* GIVEN PROBLEM:
Recast the lines below as a Markdown table with the columns Row and Line text, numbering each row. Include only the lines from the one containing "fallen tree trunk for player-tracking calibration." through the one containing "[231,451,258,536]", both included, and leave out blank lines.

* DATASET EXTRACT:
* START *

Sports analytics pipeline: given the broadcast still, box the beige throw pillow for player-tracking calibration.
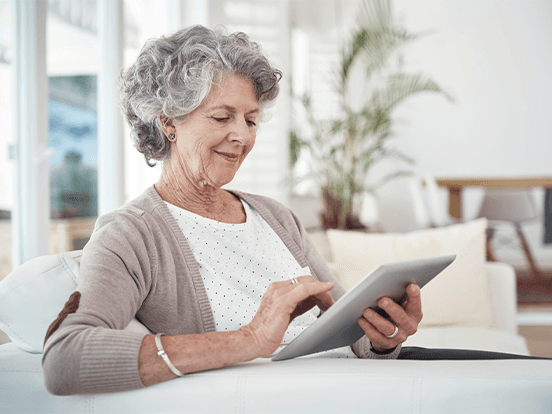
[328,219,492,327]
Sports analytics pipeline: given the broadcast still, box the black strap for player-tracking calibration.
[397,346,552,361]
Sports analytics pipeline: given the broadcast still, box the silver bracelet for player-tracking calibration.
[155,334,184,377]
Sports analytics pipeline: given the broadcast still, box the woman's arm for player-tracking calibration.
[138,276,333,386]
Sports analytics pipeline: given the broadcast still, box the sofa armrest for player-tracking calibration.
[485,262,517,334]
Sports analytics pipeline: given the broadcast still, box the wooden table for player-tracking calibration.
[435,177,552,219]
[435,177,552,282]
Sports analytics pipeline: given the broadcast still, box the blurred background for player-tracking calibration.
[0,0,552,308]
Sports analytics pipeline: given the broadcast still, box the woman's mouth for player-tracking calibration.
[215,151,240,162]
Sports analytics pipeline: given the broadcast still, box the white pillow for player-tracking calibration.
[0,250,81,354]
[0,250,151,354]
[328,219,493,327]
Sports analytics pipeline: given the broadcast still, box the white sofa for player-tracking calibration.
[0,218,552,413]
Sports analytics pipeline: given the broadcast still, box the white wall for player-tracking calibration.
[368,0,552,267]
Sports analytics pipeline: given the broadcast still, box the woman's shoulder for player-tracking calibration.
[94,186,168,233]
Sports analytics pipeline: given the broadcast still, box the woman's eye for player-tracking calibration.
[213,116,230,124]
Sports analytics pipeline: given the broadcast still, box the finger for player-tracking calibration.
[378,297,418,335]
[358,312,404,349]
[293,276,335,311]
[405,283,423,323]
[362,308,402,335]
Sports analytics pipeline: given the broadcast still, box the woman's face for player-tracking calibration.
[167,75,259,188]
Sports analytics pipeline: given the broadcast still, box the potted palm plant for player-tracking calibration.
[290,0,448,229]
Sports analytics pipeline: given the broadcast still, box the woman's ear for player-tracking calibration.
[159,115,176,137]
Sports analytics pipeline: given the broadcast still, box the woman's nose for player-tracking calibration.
[230,119,256,146]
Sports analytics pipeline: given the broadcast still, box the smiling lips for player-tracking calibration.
[215,151,240,162]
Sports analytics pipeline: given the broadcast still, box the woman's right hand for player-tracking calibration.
[241,276,335,356]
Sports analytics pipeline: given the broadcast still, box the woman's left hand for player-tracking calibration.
[358,283,422,351]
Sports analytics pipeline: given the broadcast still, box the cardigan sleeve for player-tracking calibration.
[42,212,155,395]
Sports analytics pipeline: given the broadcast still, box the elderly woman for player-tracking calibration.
[43,26,421,394]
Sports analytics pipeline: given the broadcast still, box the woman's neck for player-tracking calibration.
[155,168,245,223]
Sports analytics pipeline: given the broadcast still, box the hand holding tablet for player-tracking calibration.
[272,255,456,361]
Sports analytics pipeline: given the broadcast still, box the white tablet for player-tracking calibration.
[272,255,456,361]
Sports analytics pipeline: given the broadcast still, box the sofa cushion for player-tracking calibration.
[327,219,493,327]
[0,251,81,353]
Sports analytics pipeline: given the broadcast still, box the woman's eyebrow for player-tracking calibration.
[209,105,260,115]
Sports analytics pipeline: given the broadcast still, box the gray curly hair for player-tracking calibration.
[120,26,282,167]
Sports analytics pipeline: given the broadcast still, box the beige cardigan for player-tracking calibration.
[42,186,400,395]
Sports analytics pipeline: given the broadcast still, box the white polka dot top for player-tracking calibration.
[166,200,320,345]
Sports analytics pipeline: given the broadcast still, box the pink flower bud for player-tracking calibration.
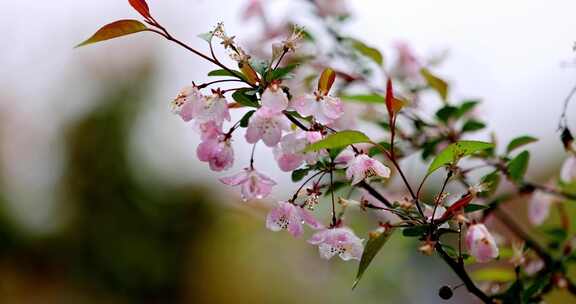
[246,107,290,147]
[466,224,499,263]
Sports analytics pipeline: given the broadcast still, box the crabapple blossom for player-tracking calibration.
[560,156,576,183]
[308,227,364,261]
[261,84,290,113]
[220,168,276,201]
[346,153,390,185]
[246,107,290,147]
[466,224,499,263]
[528,190,554,226]
[274,131,322,172]
[292,92,344,124]
[196,136,234,171]
[192,92,230,124]
[266,201,323,237]
[81,0,576,303]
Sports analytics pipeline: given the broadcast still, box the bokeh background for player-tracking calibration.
[0,0,576,303]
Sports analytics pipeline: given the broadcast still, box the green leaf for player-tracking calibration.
[250,59,269,75]
[506,136,538,153]
[428,140,494,174]
[76,20,148,47]
[232,88,260,108]
[471,267,516,282]
[464,204,488,213]
[208,69,246,80]
[292,168,310,182]
[436,105,458,122]
[240,110,256,128]
[352,229,394,289]
[348,38,384,65]
[507,151,530,183]
[544,228,568,243]
[471,267,516,282]
[340,94,384,104]
[324,181,349,196]
[303,130,371,152]
[420,68,448,101]
[462,119,486,133]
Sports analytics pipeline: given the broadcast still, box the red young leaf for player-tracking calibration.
[128,0,152,19]
[386,78,394,118]
[76,20,148,47]
[318,68,336,95]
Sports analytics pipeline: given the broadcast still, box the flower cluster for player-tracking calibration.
[83,0,576,303]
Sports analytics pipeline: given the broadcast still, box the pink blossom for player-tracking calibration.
[246,107,290,147]
[346,153,390,185]
[292,92,344,124]
[172,86,204,122]
[196,136,234,171]
[466,224,499,263]
[261,84,290,113]
[528,190,554,225]
[308,227,364,261]
[198,121,223,141]
[274,131,322,172]
[193,93,230,124]
[266,202,323,237]
[560,156,576,183]
[220,168,276,201]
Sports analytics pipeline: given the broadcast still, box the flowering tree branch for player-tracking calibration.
[79,0,576,303]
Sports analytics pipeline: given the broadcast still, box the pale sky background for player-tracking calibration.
[0,0,576,232]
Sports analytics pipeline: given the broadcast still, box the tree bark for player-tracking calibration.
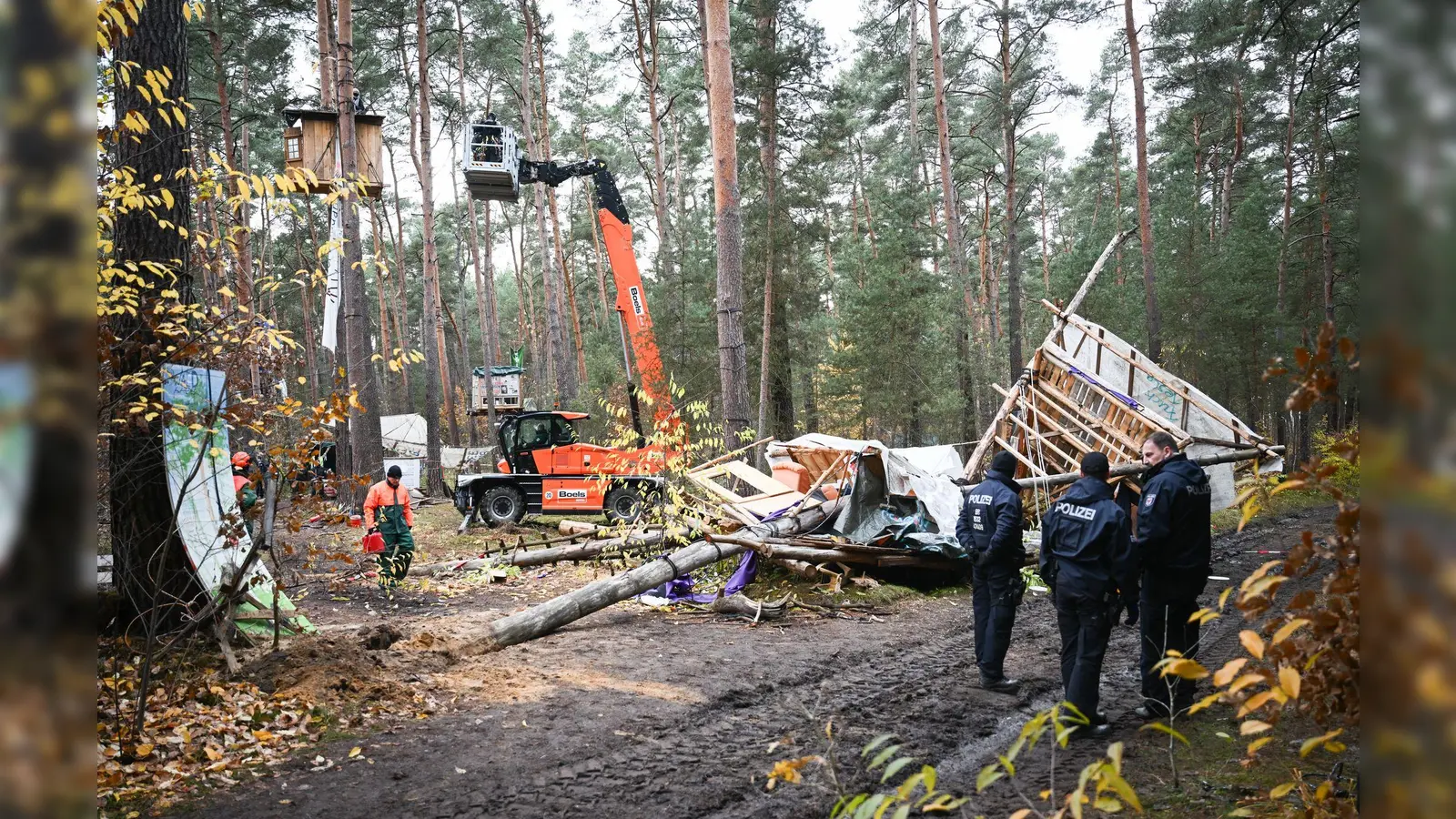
[107,3,192,621]
[521,0,577,404]
[631,0,672,281]
[338,0,384,490]
[456,0,497,440]
[912,0,985,431]
[315,0,338,109]
[531,0,587,384]
[386,147,415,412]
[207,2,260,395]
[1000,0,1025,378]
[369,201,399,399]
[410,0,448,494]
[754,0,779,470]
[580,119,613,327]
[1123,0,1163,364]
[704,0,752,446]
[480,495,839,652]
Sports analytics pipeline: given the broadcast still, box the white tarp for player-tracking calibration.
[767,433,964,535]
[379,412,430,456]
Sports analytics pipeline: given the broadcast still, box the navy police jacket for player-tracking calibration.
[956,472,1022,569]
[1134,453,1213,576]
[1041,478,1138,599]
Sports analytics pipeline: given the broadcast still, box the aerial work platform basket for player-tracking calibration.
[460,116,521,203]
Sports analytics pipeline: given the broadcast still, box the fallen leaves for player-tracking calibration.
[96,647,323,806]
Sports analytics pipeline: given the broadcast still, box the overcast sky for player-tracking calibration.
[541,0,1153,160]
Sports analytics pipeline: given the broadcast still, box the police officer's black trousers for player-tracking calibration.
[971,556,1021,682]
[1057,589,1112,723]
[1138,571,1207,715]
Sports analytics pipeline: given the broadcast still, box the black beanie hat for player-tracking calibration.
[992,450,1016,478]
[1082,451,1109,478]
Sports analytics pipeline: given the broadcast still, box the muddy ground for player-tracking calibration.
[165,509,1357,819]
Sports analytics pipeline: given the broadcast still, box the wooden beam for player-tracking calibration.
[1043,298,1269,443]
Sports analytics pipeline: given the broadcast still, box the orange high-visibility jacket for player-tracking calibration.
[364,480,415,529]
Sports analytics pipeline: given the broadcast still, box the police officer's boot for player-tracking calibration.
[981,676,1021,693]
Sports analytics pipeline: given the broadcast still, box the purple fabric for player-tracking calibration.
[648,552,759,603]
[1070,368,1143,410]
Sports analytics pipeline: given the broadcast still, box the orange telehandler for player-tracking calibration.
[454,116,680,521]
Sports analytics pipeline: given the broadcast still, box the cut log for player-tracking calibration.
[410,526,693,577]
[479,490,839,652]
[713,536,971,572]
[708,594,789,622]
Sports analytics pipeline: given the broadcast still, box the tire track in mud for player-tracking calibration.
[170,510,1328,819]
[477,612,995,817]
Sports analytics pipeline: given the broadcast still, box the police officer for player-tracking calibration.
[1134,431,1213,719]
[1041,451,1138,737]
[956,451,1022,693]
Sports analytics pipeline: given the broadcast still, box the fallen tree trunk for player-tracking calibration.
[480,499,839,652]
[713,536,971,571]
[410,526,693,577]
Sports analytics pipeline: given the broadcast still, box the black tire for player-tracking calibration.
[476,487,526,526]
[602,487,646,523]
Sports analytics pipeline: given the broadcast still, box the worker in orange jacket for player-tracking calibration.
[364,465,415,586]
[231,451,258,536]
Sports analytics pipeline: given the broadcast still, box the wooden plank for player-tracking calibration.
[1036,383,1138,451]
[1065,308,1269,443]
[995,436,1050,477]
[1046,345,1188,449]
[1006,412,1077,463]
[719,460,794,495]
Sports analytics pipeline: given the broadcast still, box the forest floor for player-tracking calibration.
[127,506,1359,819]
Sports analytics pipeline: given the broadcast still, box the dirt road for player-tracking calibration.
[167,509,1330,819]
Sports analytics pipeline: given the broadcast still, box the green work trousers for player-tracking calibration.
[379,506,415,583]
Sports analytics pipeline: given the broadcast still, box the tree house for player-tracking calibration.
[282,108,384,197]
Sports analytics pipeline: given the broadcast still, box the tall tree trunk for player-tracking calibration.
[406,0,448,483]
[207,2,259,395]
[580,119,613,327]
[456,0,497,441]
[926,0,976,434]
[1218,41,1247,236]
[315,0,338,109]
[521,0,578,405]
[1000,0,1025,380]
[386,147,415,412]
[107,3,192,618]
[293,208,318,404]
[754,0,779,468]
[631,0,672,281]
[1036,157,1051,298]
[338,0,384,486]
[1272,71,1298,444]
[1092,86,1124,287]
[1123,0,1163,363]
[703,0,750,449]
[1315,66,1342,433]
[369,201,399,401]
[531,0,587,384]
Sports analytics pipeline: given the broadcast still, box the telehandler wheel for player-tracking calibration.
[602,487,646,523]
[478,487,526,528]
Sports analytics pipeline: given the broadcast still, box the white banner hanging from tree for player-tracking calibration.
[323,201,344,349]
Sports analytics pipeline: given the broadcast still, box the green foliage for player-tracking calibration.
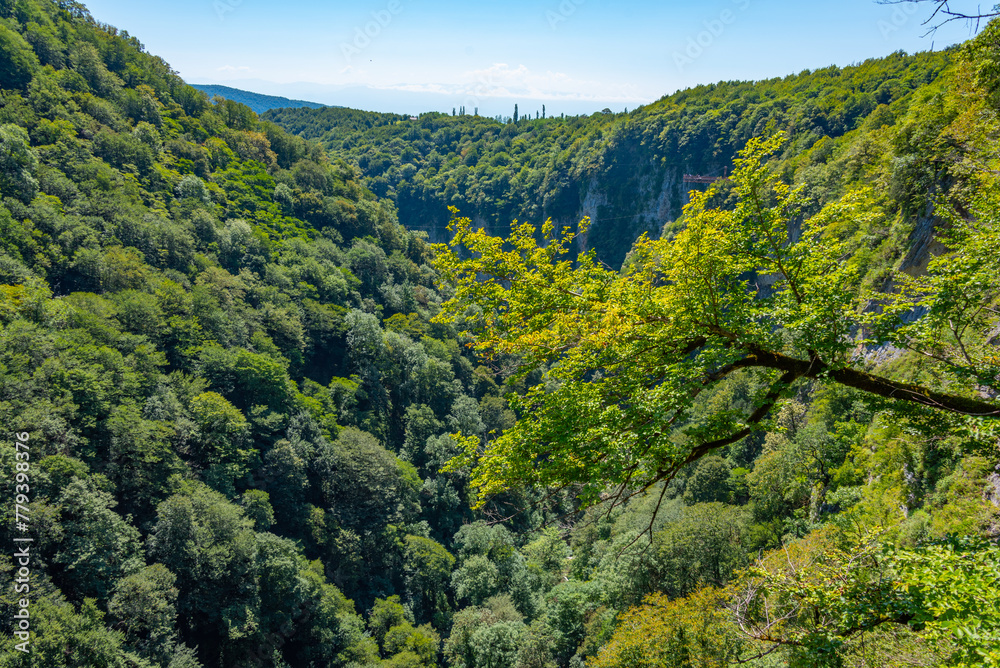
[436,136,1000,503]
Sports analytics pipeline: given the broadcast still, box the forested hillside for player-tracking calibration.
[191,84,326,114]
[0,0,1000,668]
[265,51,952,267]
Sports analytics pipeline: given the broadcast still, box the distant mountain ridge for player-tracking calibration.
[191,84,330,114]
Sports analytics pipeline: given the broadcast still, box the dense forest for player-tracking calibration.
[0,0,1000,668]
[264,51,952,267]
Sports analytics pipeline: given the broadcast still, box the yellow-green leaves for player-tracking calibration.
[436,135,1000,503]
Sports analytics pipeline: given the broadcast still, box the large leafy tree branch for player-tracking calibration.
[879,0,1000,32]
[436,136,1000,516]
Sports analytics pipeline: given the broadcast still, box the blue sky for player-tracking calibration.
[87,0,975,115]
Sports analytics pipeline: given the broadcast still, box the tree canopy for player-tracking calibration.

* END *

* ANSWER FOR THIS EXERCISE:
| Row | Line text |
|---|---|
| 1 | Sports analytics pipeline: given the broadcast still, box the fallen tree trunk for player-tracking calibration. |
| 2 | [480,499,839,652] |
| 3 | [713,536,971,571] |
| 4 | [410,526,693,577] |
| 5 | Sports analytics pipeline: given the broadcast still, box the black tire for player-tracking calibration. |
| 6 | [476,487,526,526] |
| 7 | [602,487,646,523] |
| 8 | Sports analytics pipeline: given the broadcast still, box the worker in orange jacket for player-tracking calibration. |
| 9 | [364,465,415,586] |
| 10 | [231,451,258,536] |